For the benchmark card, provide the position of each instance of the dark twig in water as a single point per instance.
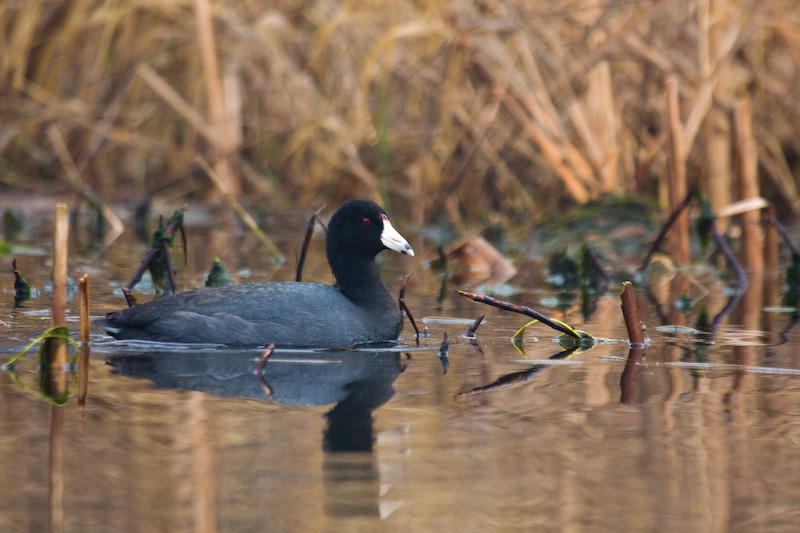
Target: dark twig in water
(443, 354)
(627, 381)
(401, 300)
(507, 306)
(170, 270)
(260, 369)
(597, 265)
(405, 308)
(671, 222)
(126, 292)
(174, 223)
(306, 242)
(470, 331)
(719, 240)
(781, 229)
(403, 285)
(445, 346)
--------
GIVEN REQUEST – Reproduce every line of the material above verbatim, leaving out the picture.

RESULT OF THIS TASK –
For the benchmark card, provide the position of each instance of the dark twig in water as a single point per instance.
Target: dark twig in water
(443, 354)
(627, 381)
(401, 300)
(507, 306)
(170, 270)
(260, 369)
(597, 265)
(405, 308)
(671, 222)
(126, 292)
(174, 223)
(306, 242)
(470, 331)
(719, 240)
(781, 229)
(403, 285)
(445, 346)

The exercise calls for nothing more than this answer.